## begin RECORD SET
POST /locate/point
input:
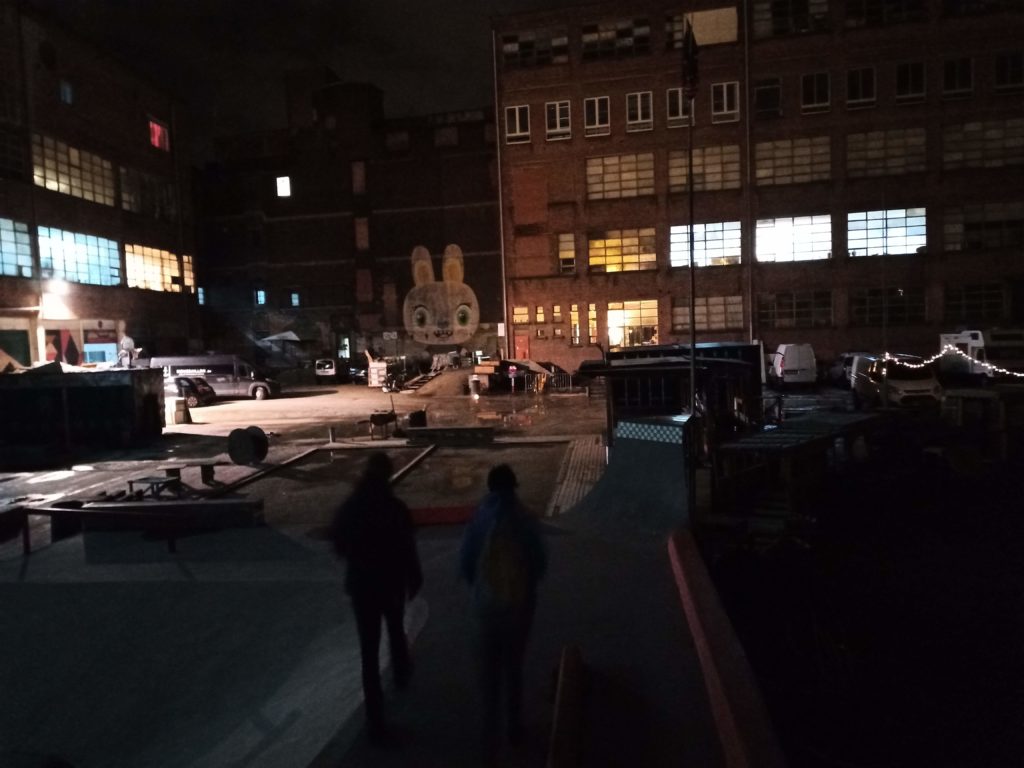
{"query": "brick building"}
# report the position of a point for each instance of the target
(857, 173)
(95, 217)
(310, 229)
## end RECORD SET
▶ **WHAT IS BEING ASKED**
Rewrite the entries above as a numbered list, skipping any blank lines and leaving out the pictures.

▶ **FINAL RESULT**
1. POST /locate/point
2. input:
3. {"query": "brick building"}
4. # report the position of a point for each instance of the target
5. (857, 173)
6. (95, 217)
7. (310, 229)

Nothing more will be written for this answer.